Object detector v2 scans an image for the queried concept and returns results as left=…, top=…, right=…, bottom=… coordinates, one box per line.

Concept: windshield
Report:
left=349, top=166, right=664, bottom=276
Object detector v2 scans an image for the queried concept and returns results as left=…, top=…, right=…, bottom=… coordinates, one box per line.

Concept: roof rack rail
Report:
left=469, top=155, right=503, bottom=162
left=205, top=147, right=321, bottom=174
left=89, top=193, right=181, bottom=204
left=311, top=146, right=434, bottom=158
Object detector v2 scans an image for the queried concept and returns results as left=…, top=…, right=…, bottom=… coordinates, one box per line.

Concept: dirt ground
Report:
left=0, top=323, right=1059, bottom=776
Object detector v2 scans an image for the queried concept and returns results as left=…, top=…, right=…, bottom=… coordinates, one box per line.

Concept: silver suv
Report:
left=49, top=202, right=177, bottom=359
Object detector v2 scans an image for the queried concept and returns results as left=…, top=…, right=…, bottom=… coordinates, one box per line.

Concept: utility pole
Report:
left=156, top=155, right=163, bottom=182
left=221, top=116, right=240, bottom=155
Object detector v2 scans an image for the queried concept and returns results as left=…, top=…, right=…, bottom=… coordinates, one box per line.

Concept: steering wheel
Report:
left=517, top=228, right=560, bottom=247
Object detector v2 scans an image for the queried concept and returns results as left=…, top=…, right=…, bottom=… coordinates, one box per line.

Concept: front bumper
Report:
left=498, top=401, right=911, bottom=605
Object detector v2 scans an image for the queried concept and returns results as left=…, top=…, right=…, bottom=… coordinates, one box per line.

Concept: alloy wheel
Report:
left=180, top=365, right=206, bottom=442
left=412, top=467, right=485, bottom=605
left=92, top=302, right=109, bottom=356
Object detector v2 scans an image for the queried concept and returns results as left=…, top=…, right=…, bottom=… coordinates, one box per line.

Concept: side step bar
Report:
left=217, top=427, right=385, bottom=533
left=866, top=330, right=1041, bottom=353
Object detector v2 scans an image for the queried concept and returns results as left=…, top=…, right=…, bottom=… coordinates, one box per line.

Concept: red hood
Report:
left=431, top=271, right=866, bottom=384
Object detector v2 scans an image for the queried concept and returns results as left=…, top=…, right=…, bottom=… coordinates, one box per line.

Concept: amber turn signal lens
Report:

▶ **The problem**: Copy out every entry, keeping each line exactly as it is.

▶ **Result of the task**:
Object detector v2 scans an image for the queried concept and returns results as left=…, top=…, right=…, bottom=… coordinates, one box per line.

Concept: windshield
Report:
left=349, top=166, right=664, bottom=276
Object detector v2 scans an image for the queried concept and returns results as left=…, top=…, right=…, bottom=… coordinates, one box per line.

Concept: roof rack rail
Report:
left=469, top=155, right=503, bottom=162
left=205, top=147, right=321, bottom=174
left=89, top=193, right=181, bottom=204
left=311, top=146, right=434, bottom=158
Object detector v2 scans an image for the queried concept and returns results as left=…, top=…, right=…, bottom=… coordinates, one box per line.

Concept: dirt ground
Report:
left=0, top=323, right=1059, bottom=776
Object detector v2 scans an image for the queried concept and returns results as left=…, top=…, right=…, bottom=… coordinates, one box per line.

Concept: silver suv
Report:
left=49, top=202, right=177, bottom=359
Object detector v2 scans an image for the queried concept and returns results as left=…, top=…, right=…, bottom=… coordinates, one box per line.

Concept: utility pole
Report:
left=156, top=155, right=163, bottom=182
left=221, top=116, right=240, bottom=155
Object detector v2 scans an image for the queried concept and returns results as left=…, top=…, right=…, bottom=… coordinates, one box per line.

Concept: steering wheel
Report:
left=517, top=228, right=560, bottom=247
Object detector v2 scans an image for the queried concept and returns results as left=…, top=…, right=…, bottom=… coordinates, one box per line.

Concept: front bumper
Report:
left=498, top=401, right=911, bottom=605
Object detector v2 scans an image for the queried concept and returns results as left=…, top=…, right=…, bottom=… coordinates, one box per line.

Concept: alloy wheel
Report:
left=180, top=365, right=206, bottom=442
left=412, top=467, right=485, bottom=605
left=92, top=302, right=109, bottom=356
Object detector v2 scans an image for the queried concept and returns results as left=…, top=…, right=…, bottom=… coordinates, one box per line.

Concept: side step bar
Report:
left=217, top=427, right=385, bottom=533
left=866, top=330, right=1041, bottom=353
Object detector v2 scans an image for the queried concept and returns results as left=…, top=…, right=…, bottom=… coordinates, one box per line.

Concept: red hood
Report:
left=431, top=271, right=866, bottom=384
Object detector v2 scans an image for the queried concept and returns results as left=…, top=…, right=…, bottom=… coordinates, one box per line.

Concept: amber turn signal lens
Report:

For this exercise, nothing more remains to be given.